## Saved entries
-=-=-=-=-
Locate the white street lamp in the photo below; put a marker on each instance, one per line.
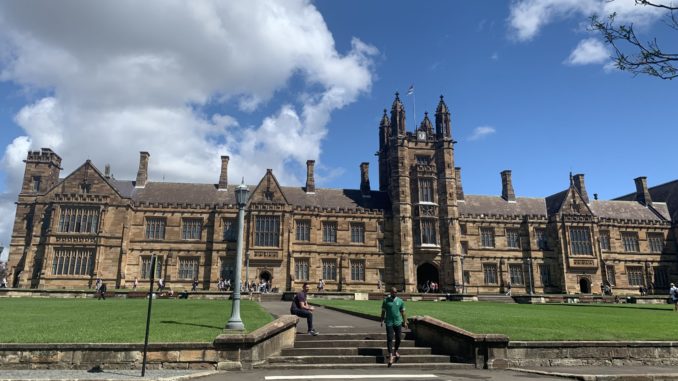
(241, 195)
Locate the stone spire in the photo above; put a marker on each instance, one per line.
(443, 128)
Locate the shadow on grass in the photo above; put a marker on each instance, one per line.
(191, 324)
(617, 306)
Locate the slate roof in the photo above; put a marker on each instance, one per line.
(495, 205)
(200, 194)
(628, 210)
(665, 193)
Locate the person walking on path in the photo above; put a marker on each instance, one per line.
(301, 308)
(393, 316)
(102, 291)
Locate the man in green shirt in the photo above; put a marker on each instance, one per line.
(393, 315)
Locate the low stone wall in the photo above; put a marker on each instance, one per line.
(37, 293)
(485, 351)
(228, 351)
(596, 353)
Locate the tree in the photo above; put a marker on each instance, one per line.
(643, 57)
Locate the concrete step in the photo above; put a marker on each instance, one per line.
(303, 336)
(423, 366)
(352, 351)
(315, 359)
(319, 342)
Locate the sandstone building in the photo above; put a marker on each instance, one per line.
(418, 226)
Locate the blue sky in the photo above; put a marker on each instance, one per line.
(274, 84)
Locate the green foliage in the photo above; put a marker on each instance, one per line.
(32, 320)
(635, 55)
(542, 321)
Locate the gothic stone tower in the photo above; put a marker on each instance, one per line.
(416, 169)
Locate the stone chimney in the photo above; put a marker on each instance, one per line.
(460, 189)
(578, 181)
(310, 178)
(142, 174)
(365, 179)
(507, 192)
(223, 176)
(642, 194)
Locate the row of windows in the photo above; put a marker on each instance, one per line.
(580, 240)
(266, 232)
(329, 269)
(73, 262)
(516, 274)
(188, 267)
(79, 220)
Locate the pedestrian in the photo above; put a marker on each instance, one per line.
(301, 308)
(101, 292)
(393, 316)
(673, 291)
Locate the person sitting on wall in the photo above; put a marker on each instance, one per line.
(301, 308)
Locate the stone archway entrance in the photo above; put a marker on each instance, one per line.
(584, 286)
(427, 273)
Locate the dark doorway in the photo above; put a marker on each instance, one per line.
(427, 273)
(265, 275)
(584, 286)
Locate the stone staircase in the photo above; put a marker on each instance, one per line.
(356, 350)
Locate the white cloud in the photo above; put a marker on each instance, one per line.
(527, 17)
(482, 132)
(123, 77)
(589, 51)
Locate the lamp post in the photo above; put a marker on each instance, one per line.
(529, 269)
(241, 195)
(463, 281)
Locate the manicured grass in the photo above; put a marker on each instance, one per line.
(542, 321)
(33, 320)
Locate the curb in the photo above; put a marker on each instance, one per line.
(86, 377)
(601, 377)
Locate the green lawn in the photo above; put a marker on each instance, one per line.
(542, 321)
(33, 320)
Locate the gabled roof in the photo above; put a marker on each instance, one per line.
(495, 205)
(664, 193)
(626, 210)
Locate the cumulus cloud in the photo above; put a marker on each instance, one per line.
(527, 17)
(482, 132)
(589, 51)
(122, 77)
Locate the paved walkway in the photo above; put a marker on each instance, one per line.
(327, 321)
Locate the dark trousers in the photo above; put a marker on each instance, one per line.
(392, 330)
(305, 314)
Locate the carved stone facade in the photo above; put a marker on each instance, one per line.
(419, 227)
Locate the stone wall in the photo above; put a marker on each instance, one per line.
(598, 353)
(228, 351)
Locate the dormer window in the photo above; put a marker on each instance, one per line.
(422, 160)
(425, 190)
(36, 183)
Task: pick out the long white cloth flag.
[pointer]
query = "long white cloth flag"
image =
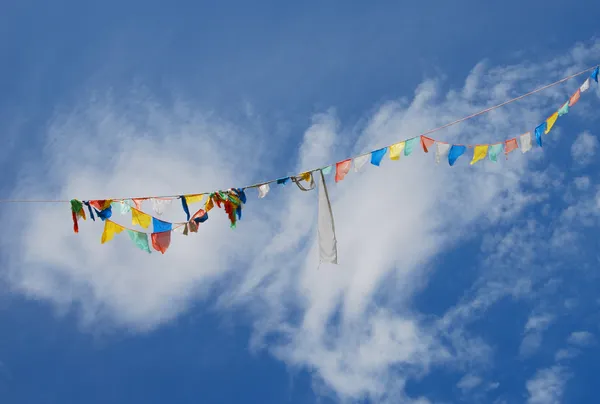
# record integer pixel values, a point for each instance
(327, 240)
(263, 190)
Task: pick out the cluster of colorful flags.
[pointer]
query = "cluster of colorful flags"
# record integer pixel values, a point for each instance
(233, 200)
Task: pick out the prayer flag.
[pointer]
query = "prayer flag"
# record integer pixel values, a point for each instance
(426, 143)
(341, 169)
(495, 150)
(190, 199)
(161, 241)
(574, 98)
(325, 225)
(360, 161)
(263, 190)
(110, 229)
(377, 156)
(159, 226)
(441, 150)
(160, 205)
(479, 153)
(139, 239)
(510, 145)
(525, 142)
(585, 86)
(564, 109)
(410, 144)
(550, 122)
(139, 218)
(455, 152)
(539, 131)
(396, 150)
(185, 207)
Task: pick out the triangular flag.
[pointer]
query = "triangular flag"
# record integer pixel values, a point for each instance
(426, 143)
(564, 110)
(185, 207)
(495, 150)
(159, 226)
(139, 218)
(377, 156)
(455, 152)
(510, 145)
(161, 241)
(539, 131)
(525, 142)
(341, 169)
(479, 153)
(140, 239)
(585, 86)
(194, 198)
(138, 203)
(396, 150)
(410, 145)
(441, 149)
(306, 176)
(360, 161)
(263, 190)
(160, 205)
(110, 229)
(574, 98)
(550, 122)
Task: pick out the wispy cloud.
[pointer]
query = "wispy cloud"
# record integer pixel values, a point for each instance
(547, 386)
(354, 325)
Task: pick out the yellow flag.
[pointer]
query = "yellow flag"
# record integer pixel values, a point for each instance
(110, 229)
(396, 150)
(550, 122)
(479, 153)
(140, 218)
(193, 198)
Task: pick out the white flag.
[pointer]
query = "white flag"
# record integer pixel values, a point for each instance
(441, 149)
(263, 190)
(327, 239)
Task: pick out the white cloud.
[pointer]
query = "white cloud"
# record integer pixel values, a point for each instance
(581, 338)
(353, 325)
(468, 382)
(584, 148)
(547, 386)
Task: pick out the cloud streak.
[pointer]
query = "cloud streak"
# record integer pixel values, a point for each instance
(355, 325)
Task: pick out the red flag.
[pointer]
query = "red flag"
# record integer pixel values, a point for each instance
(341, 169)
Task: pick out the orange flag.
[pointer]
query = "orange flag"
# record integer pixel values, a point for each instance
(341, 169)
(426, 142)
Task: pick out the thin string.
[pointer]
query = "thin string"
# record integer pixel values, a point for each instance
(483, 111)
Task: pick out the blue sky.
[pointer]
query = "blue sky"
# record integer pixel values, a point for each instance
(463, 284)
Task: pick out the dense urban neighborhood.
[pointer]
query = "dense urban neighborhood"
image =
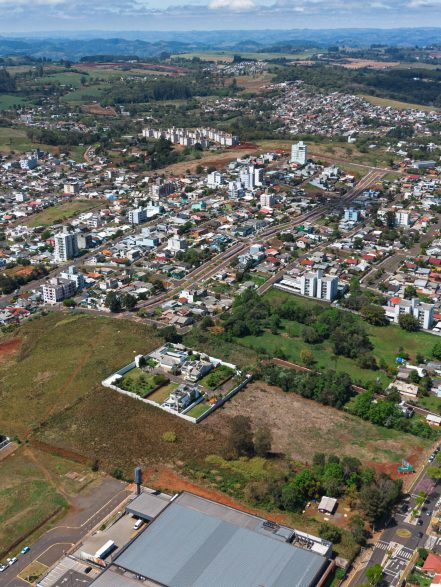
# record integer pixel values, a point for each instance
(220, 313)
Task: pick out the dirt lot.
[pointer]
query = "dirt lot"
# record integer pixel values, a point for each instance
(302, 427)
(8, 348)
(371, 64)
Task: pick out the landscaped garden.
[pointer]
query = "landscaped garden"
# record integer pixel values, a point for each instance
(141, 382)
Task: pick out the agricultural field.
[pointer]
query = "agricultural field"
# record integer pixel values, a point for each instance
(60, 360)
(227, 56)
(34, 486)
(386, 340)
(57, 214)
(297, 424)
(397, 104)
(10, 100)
-=-=-=-=-
The records shown above are to be repeated exactly, with the pictures left out.

Locate the white street lamp in the photo below; put a marker on each instance, one per line.
(241, 195)
Locate the stone spire in the photo above; put a marker on each instance, one per line.
(443, 128)
Locate the shadow on grass in the photo above; put a marker on each instance, one per line.
(191, 324)
(617, 306)
Locate the slate roof in the photo above; put a marker on each instance, one per line.
(495, 205)
(200, 194)
(628, 210)
(665, 193)
Locate the person walking on path in the photo above; put a marker on each instance, one per line.
(301, 308)
(393, 316)
(102, 291)
Locate the man in green shirt in the photo above; put a marker on each instance, one per line.
(393, 315)
Locate the low stone wall in the photo above; put a marker on each instance, one per line.
(37, 293)
(485, 351)
(228, 351)
(596, 353)
Locate the tree in the photo above; put a marker on each instance, one per line.
(643, 57)
Locate the concrete step in the photo above; put a marker on each instance, one per line.
(303, 336)
(423, 366)
(352, 351)
(315, 359)
(319, 342)
Locate the sandstone building in the photo above; put a marker on each instance, one per line.
(418, 226)
Locate the blue sky in the photo above; put a marker on each instance, one per line.
(274, 84)
Locate the green foliage in the photo above; put a marker on each instance, one per line.
(32, 320)
(635, 55)
(542, 321)
Locate the gothic stone tower in the photo above; put a marker on each instance, one per line.
(416, 169)
Locate the stone chimney in the photo above; put a marker on each instance, one per line.
(460, 189)
(578, 181)
(310, 178)
(142, 174)
(365, 179)
(507, 192)
(223, 176)
(642, 194)
Locate the row of windows in the photo above; put a marker on each instance, one per line.
(580, 240)
(266, 232)
(329, 269)
(73, 262)
(516, 274)
(188, 267)
(79, 220)
Locate the pedestrian in the photo above; put a marker on each instance, one per line.
(301, 308)
(101, 292)
(393, 316)
(673, 291)
Locate the person sitting on wall in the photo above; put a marker on each instance, one per line.
(301, 308)
Locate the stone archway entrance in the photo above; put a marker on each instance, one per line.
(584, 286)
(427, 273)
Locate the dark doorway in the photo above; put a marker on each instance, one per line.
(427, 273)
(265, 275)
(584, 286)
Locate the stone staircase in the photo above; put a marker on each instance, one per line.
(356, 350)
Locate the white cloud in the photo above; put a marker on each instance, one per line.
(527, 17)
(482, 132)
(123, 77)
(589, 51)
Locate the lamp post in the photo above; put a marker on each instance, one per line.
(529, 269)
(241, 195)
(463, 281)
Locate the manicured grass in the photo above; put a marker on each instance, one per line.
(542, 321)
(33, 320)
Locate the curb in the photo above; put a marker on each instance, one per line.
(86, 377)
(601, 377)
Locate the green lawn in the photo above; put a marker on each instance, one per line.
(542, 321)
(33, 320)
Locate the gabled roof in the photo above; put a marker on each instance, one per line.
(495, 205)
(664, 193)
(626, 210)
Locate the cumulus cloud in the photo above; put a marker on each instance, one per line.
(527, 17)
(482, 132)
(589, 51)
(122, 77)
Locate the paved walkway in the photo above; put a marker on each instance, one per line.
(327, 321)
Locate the dark trousers in the photo above; put a marker on each instance, one per line.
(392, 330)
(305, 314)
Locate the carved stone facade in the photo above; put a marker on each instance, one per line.
(419, 227)
Locate the stone wall in the photo above; put a marker on each instance, one per line.
(598, 353)
(228, 351)
Locate the dormer window in the photo above; put a marker on each instance, one per line.
(422, 160)
(425, 190)
(36, 183)
Task: pick out the long white cloth flag.
[pointer]
query = "long white cloth flag"
image =
# record integer pixel values, a point for each instance
(327, 240)
(263, 190)
Task: pick out the cluster of colorful flags.
[pointer]
query = "cluster of colorful flags"
# record integer pixel values, a point for each instance
(233, 200)
Task: pick out the prayer flag.
[pointer]
query = "prayer flag"
# record integer pixel values, a point for each instance
(426, 143)
(341, 169)
(495, 150)
(190, 199)
(161, 241)
(574, 98)
(325, 225)
(360, 161)
(263, 190)
(110, 229)
(377, 156)
(159, 226)
(441, 150)
(160, 205)
(479, 153)
(139, 239)
(510, 145)
(525, 142)
(585, 86)
(564, 109)
(410, 144)
(550, 122)
(139, 218)
(455, 152)
(539, 131)
(396, 150)
(185, 207)
Task: pick out the triangular flag.
[pointer]
query = "triangular flag"
# record integer pixel values, a point for each instance
(426, 143)
(564, 110)
(185, 207)
(495, 150)
(159, 226)
(139, 218)
(377, 156)
(455, 152)
(510, 145)
(161, 241)
(539, 131)
(525, 142)
(341, 169)
(479, 153)
(140, 239)
(585, 86)
(194, 198)
(138, 203)
(396, 150)
(410, 145)
(441, 149)
(306, 176)
(360, 161)
(263, 190)
(160, 205)
(110, 229)
(574, 98)
(550, 122)
Task: pick out the wispy cloud.
[pointer]
query = "wispy cloud"
# record integer pixel values, a point for each instance
(547, 386)
(354, 325)
Task: pick out the yellow flag.
[pointer]
query = "yellow flag"
# record integer pixel values, a point for each instance
(110, 229)
(396, 150)
(550, 122)
(479, 153)
(140, 218)
(193, 198)
Task: pick out the white flag.
[pointer]
query = "white flag"
# record integer pixel values, a point for each instance
(441, 149)
(263, 190)
(327, 239)
Task: pick out the white cloud.
[pointer]
query = "white cloud"
# record integer pixel values, a point for each instance
(581, 338)
(353, 325)
(468, 382)
(584, 148)
(547, 386)
Task: pick out the cloud streak.
[pointer]
query = "cloud streak"
# record integer pixel values, a point for each instance
(355, 325)
Task: pick out the red flag.
[pointer]
query = "red flag"
# record integer pixel values, a point for each instance
(341, 169)
Task: pick out the orange flag.
[pointer]
query = "orange flag"
# record integer pixel values, a point for each instance
(341, 169)
(426, 142)
Task: pick out the thin string.
[pointer]
query = "thin string"
# record integer pixel values, a point for each instance
(483, 111)
Task: pick out the blue sky.
[pointer]
query = "blue sky"
# record integer pixel values, a point for each instance
(463, 284)
Task: pick out the dense urban neighborhood.
[pointer]
query = "dense urban neighborhood"
image =
# record integer pixel values, a point for each instance
(220, 313)
Task: pick out the dirt lot.
[pointer]
query = "dirt lot"
# record integer pixel values, a point for each instance
(302, 427)
(8, 348)
(371, 64)
Task: pick out the landscaped garden.
[pointer]
query = "landscaped garden"
# record integer pixel values, a point for each instance
(141, 382)
Task: pick out the agricultural field.
[pointer]
query = "agricultural field"
# record integer pixel values, a point for each instance
(60, 360)
(227, 56)
(34, 486)
(386, 340)
(57, 214)
(297, 424)
(397, 104)
(10, 100)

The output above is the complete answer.